### WHAT IS ASKED
Rewrite the listing from its first line through the line containing "Please outline every instance of the headlight.", changing "headlight" to "taillight" and leaving everything else unchanged.

### INPUT MATERIAL
----------------

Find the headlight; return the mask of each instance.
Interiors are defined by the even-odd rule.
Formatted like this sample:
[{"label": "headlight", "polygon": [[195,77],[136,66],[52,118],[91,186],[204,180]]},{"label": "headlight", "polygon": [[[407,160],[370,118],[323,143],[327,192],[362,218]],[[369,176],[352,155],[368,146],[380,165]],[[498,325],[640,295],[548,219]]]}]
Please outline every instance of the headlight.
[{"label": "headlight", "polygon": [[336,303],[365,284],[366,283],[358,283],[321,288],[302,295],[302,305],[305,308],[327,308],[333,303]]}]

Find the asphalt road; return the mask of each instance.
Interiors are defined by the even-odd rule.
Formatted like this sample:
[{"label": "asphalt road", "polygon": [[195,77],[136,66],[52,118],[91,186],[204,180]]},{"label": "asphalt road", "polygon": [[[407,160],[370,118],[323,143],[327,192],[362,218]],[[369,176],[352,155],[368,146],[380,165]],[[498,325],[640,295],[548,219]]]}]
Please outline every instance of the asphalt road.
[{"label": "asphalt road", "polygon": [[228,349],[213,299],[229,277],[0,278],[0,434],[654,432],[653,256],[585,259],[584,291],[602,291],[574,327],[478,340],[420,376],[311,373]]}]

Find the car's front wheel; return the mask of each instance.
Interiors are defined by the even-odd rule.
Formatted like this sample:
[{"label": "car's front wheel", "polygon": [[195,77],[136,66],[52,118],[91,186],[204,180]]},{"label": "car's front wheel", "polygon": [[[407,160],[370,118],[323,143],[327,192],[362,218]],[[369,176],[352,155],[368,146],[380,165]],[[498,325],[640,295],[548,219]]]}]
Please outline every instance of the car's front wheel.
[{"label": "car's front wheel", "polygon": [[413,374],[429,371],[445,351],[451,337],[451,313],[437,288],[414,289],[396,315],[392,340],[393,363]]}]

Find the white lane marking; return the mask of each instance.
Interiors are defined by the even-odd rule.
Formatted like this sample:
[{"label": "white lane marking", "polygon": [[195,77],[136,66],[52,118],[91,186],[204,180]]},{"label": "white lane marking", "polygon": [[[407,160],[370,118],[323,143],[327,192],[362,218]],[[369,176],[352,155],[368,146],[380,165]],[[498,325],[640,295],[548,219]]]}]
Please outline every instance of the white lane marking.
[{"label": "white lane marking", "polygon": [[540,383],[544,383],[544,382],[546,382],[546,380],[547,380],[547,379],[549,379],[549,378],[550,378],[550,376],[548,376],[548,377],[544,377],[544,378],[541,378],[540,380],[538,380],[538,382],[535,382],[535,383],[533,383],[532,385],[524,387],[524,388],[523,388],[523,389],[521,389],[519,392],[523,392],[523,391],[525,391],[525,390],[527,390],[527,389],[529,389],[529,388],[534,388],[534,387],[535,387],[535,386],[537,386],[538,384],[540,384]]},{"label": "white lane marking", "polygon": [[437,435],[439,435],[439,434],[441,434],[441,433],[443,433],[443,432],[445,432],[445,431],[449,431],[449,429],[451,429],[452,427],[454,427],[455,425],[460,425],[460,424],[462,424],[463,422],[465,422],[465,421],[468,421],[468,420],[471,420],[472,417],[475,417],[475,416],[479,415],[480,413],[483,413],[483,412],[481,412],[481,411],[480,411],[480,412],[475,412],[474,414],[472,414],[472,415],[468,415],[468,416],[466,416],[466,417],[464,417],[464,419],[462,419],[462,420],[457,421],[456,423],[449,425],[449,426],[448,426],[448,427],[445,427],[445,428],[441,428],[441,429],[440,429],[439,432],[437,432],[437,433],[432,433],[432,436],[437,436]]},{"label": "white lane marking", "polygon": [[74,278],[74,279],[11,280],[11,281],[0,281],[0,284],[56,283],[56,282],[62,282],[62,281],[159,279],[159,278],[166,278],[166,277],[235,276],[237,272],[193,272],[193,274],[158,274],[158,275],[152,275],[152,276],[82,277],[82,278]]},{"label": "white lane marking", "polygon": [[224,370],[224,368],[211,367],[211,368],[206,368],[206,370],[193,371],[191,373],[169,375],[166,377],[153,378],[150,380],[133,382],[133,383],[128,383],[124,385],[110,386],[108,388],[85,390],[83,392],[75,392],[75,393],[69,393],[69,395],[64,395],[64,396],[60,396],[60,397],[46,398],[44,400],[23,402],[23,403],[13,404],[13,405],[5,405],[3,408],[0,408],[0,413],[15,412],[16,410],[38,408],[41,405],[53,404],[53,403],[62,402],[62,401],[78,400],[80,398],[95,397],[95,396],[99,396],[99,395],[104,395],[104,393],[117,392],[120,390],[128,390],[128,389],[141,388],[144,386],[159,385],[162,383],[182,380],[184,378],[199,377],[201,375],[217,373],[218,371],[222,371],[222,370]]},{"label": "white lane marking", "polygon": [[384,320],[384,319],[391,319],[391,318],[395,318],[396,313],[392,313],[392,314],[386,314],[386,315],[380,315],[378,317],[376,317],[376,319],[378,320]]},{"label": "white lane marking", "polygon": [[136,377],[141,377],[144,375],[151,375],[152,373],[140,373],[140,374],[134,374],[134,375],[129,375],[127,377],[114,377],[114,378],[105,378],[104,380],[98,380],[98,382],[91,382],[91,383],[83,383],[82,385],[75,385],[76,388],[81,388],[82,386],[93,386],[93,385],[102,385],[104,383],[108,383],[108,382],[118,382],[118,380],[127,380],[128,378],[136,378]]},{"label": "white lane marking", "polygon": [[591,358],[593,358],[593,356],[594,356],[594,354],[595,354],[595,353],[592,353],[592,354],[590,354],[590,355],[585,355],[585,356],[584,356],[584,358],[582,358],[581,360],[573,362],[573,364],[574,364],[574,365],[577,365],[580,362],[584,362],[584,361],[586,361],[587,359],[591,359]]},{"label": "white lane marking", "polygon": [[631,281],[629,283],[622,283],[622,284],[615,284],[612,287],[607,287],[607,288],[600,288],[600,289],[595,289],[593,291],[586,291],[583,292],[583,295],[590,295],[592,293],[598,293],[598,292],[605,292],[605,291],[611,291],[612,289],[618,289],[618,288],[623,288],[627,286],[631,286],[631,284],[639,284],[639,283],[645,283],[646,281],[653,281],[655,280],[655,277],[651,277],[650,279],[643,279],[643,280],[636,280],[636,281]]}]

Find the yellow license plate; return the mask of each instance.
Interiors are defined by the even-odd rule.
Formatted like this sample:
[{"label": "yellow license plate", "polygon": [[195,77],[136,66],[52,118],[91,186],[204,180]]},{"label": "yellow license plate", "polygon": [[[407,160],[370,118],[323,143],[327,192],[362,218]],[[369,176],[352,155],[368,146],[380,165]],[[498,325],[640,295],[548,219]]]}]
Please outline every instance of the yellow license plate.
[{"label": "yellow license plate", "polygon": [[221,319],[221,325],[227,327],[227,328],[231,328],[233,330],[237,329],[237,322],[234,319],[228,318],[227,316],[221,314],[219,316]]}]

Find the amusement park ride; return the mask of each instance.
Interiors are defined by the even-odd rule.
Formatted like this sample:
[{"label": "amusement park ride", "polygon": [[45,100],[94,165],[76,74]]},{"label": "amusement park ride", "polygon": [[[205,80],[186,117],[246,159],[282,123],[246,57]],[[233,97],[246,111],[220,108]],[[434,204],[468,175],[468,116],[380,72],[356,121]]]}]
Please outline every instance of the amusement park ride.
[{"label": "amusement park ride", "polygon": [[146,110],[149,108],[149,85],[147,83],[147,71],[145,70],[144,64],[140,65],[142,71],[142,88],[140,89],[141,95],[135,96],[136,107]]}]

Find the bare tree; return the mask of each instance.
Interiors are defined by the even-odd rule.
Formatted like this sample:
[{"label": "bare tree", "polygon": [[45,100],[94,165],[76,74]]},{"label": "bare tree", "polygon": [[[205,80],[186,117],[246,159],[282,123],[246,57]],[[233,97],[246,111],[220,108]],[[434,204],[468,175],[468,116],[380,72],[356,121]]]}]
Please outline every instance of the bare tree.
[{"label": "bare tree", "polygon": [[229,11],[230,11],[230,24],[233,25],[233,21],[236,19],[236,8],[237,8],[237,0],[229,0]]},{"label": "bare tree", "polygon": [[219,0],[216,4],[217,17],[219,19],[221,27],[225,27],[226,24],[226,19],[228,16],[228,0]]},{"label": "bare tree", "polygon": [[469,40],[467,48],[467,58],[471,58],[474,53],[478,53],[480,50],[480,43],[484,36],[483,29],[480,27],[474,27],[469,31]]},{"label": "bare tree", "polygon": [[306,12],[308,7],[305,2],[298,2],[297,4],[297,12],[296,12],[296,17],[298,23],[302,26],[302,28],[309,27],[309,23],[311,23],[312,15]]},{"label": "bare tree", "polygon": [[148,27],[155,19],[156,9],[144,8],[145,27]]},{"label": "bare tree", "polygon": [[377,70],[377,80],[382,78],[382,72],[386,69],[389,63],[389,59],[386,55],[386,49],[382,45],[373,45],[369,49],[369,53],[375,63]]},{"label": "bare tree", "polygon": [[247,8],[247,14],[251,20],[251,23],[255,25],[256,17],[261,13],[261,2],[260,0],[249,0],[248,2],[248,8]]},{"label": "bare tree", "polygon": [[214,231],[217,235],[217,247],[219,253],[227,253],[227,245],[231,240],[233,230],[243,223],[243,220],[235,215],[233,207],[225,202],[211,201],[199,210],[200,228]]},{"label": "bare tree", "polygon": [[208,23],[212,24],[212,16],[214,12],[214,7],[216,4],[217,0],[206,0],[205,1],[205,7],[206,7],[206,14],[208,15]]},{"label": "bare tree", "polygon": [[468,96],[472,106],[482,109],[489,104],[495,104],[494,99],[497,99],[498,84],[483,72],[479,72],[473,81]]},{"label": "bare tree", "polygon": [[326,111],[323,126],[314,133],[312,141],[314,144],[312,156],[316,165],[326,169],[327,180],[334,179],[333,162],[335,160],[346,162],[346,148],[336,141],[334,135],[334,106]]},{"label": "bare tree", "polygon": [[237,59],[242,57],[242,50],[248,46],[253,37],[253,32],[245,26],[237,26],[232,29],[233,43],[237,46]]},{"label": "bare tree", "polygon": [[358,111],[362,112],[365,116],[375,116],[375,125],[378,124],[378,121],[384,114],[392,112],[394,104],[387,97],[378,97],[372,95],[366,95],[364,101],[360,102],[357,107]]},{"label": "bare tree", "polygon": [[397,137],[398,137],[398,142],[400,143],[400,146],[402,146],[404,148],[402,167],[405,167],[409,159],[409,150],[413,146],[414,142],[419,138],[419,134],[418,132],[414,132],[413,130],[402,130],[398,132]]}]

----------------

### EXERCISE RESPONSE
Find the taillight; return the mask of each instance.
Interiors are defined by the even-odd rule.
Formatted like this sample:
[{"label": "taillight", "polygon": [[195,77],[136,66],[52,118],[91,186],[204,180]]},{"label": "taillight", "polygon": [[[407,160],[370,118],[323,143],[327,192],[362,218]],[[369,176],[352,155],[368,146],[380,165]],[[498,325],[640,295],[548,219]]]}]
Please outline every instance of the taillight.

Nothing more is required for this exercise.